--- START OF Records shown ---

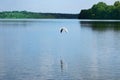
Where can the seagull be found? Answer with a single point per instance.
(63, 29)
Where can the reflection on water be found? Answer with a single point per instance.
(36, 50)
(101, 25)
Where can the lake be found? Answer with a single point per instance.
(33, 49)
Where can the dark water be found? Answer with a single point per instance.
(36, 50)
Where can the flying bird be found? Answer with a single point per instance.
(63, 29)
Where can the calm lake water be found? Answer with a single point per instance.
(33, 49)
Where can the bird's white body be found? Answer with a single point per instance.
(63, 29)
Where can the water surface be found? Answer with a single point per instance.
(32, 50)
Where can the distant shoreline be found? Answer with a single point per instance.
(35, 15)
(102, 11)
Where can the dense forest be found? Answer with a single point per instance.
(101, 11)
(25, 14)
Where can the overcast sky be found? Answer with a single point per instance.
(52, 6)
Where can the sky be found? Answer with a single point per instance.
(49, 6)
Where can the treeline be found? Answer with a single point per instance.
(35, 15)
(101, 11)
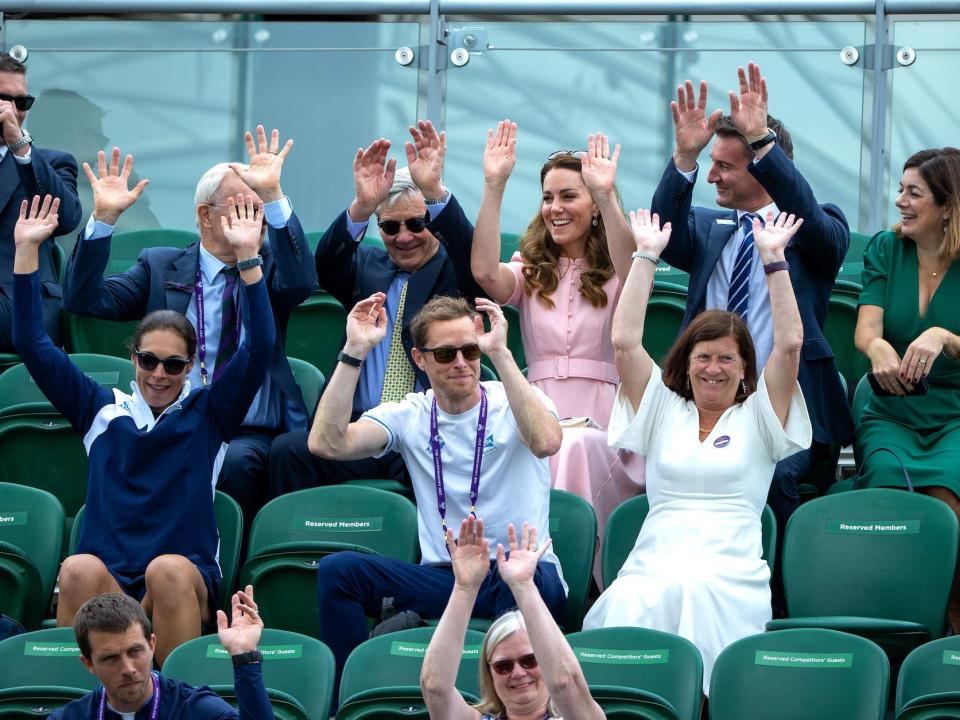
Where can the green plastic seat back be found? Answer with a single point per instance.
(230, 527)
(392, 661)
(930, 675)
(874, 553)
(310, 380)
(293, 532)
(44, 657)
(573, 529)
(627, 518)
(315, 332)
(296, 665)
(799, 675)
(657, 662)
(665, 311)
(33, 521)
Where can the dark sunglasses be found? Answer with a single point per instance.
(23, 102)
(392, 227)
(505, 667)
(447, 354)
(171, 365)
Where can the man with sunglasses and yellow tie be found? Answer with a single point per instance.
(427, 240)
(471, 448)
(26, 171)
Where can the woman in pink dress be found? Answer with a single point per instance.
(565, 284)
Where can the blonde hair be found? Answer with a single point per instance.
(541, 254)
(503, 627)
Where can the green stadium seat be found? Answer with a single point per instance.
(310, 380)
(40, 672)
(929, 682)
(298, 672)
(31, 537)
(294, 531)
(639, 673)
(381, 678)
(799, 675)
(627, 518)
(315, 332)
(876, 562)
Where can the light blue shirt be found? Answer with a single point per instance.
(266, 411)
(370, 384)
(759, 318)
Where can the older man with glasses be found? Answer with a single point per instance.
(26, 171)
(472, 448)
(427, 241)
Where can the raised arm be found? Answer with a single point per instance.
(470, 555)
(559, 666)
(538, 427)
(634, 363)
(499, 157)
(599, 172)
(781, 370)
(332, 435)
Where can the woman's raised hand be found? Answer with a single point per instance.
(647, 233)
(501, 153)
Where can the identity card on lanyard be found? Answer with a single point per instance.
(438, 462)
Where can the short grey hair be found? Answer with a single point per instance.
(403, 188)
(208, 188)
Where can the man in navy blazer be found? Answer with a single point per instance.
(428, 241)
(26, 171)
(753, 171)
(172, 278)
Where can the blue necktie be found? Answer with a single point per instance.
(738, 299)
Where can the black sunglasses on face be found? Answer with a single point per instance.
(22, 102)
(172, 365)
(392, 227)
(505, 667)
(447, 353)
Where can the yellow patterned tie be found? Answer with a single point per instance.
(399, 378)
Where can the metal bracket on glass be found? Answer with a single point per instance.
(891, 56)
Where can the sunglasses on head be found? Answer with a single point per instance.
(172, 365)
(392, 227)
(22, 102)
(505, 666)
(448, 353)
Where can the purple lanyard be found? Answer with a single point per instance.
(201, 333)
(438, 462)
(154, 709)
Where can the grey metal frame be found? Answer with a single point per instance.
(876, 58)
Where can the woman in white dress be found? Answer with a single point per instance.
(712, 433)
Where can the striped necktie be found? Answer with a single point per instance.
(398, 378)
(229, 325)
(738, 299)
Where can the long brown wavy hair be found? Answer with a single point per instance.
(541, 254)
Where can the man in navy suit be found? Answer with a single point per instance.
(428, 240)
(753, 171)
(26, 171)
(195, 280)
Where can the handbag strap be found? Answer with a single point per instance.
(906, 476)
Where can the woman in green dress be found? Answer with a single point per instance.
(908, 327)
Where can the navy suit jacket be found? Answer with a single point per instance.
(49, 172)
(163, 278)
(815, 255)
(352, 271)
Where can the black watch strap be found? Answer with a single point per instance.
(247, 658)
(349, 359)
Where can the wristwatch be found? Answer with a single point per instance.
(24, 140)
(247, 658)
(251, 263)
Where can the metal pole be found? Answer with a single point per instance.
(878, 147)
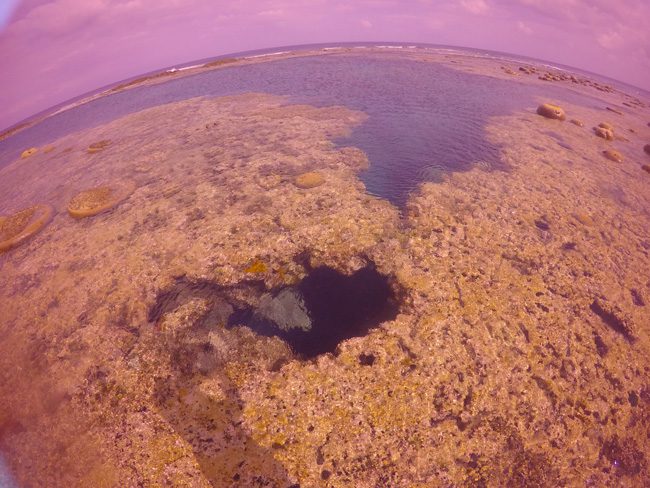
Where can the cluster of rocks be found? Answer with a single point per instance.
(561, 76)
(603, 130)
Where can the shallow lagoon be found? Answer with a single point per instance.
(518, 353)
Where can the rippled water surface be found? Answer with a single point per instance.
(424, 118)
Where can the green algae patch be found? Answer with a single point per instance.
(28, 152)
(98, 146)
(308, 180)
(99, 199)
(20, 226)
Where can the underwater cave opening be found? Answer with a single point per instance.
(324, 309)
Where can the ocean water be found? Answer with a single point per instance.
(198, 290)
(425, 119)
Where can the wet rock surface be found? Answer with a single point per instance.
(512, 350)
(551, 111)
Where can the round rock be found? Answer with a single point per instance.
(99, 199)
(551, 111)
(20, 226)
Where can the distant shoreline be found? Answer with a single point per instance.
(418, 52)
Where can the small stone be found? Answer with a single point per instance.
(309, 180)
(613, 155)
(551, 111)
(606, 134)
(28, 152)
(584, 219)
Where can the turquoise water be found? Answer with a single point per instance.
(425, 119)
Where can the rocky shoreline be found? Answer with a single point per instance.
(518, 354)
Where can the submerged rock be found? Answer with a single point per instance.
(99, 146)
(309, 180)
(20, 226)
(287, 310)
(606, 134)
(99, 199)
(28, 152)
(551, 111)
(613, 155)
(614, 317)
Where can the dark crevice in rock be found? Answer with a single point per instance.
(324, 309)
(185, 290)
(612, 319)
(312, 317)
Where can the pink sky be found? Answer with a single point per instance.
(53, 50)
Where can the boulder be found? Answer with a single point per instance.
(99, 199)
(606, 134)
(20, 226)
(308, 180)
(551, 111)
(613, 155)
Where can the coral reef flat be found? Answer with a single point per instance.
(504, 339)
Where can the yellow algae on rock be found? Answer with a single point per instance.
(551, 111)
(98, 146)
(613, 155)
(257, 267)
(20, 226)
(99, 199)
(308, 180)
(28, 152)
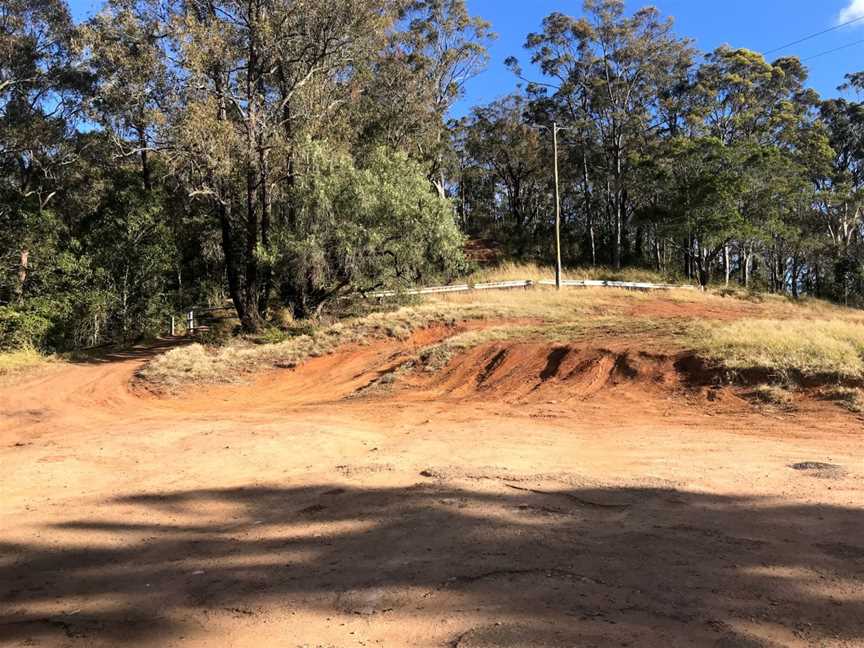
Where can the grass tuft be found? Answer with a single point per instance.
(808, 347)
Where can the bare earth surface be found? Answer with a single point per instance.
(528, 494)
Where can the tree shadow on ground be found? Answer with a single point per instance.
(114, 353)
(587, 566)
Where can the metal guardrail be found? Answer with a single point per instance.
(193, 323)
(529, 283)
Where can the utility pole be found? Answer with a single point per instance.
(557, 209)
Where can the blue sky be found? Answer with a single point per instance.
(756, 24)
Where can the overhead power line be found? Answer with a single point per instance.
(824, 31)
(831, 51)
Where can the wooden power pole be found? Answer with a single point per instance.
(557, 209)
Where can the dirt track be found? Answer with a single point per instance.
(527, 495)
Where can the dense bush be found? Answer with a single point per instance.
(22, 329)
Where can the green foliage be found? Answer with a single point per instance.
(21, 330)
(361, 228)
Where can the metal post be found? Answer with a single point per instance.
(557, 210)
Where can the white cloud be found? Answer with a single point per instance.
(851, 12)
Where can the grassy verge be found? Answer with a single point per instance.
(808, 347)
(510, 271)
(529, 313)
(773, 333)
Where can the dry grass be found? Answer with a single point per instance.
(775, 334)
(806, 346)
(199, 364)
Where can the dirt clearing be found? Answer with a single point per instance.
(527, 493)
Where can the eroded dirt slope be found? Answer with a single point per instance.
(527, 494)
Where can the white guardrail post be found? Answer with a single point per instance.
(528, 283)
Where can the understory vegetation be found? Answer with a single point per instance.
(282, 159)
(773, 335)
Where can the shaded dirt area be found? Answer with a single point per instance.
(528, 494)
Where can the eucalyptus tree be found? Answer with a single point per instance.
(607, 74)
(511, 153)
(40, 90)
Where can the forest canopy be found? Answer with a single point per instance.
(278, 155)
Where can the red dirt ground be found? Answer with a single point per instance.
(527, 495)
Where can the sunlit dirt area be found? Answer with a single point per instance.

--- END OF Records shown ---

Work to do
Set out exactly the run of lines that begins at the line holding "Where can the wooden" and ends at the last line of the data.

Exercise answer
Where can the wooden power pole be found? Answer with a single point per instance.
(557, 209)
Where can the dirt track be found? Answer with a single point per instance.
(527, 495)
Where can the dense bush be found? Answer with a single point per instance.
(22, 329)
Where can the green foliage be found? Answer with a single point per instance.
(21, 330)
(361, 228)
Where can the metal post be found? Answer with a single point per instance.
(557, 210)
Where can the white cloud be found? Answer with a single point per instance.
(851, 12)
Where can the grassy verge be found? Answer with a single point per instance.
(808, 347)
(510, 271)
(529, 313)
(773, 333)
Where can the dry grass be found? Answer with a single point per instance.
(775, 334)
(806, 346)
(199, 364)
Where can the dirt clearing be found? Answer with a single point per instance.
(527, 493)
Where can the eroded dirt slope be found? Answer with a single point per instance.
(527, 494)
Where can the white guardrail post be found? Answer with a single point per instance.
(528, 283)
Where can the understory vegetation be found? Answer with a single point per instance.
(282, 159)
(773, 335)
Where can the shaded dirt area be found? Answer with a single point per instance.
(528, 494)
Where can the eucalyptus tree be found? Answer with a single point per instance.
(607, 74)
(511, 153)
(40, 90)
Where can the forest canopy be found? Answer with a single point per instance.
(278, 155)
Where can the red dirt ground be found? Answer with a single point per instance.
(527, 495)
Where can the sunlit dirt area be found? Answer with a single point per instance.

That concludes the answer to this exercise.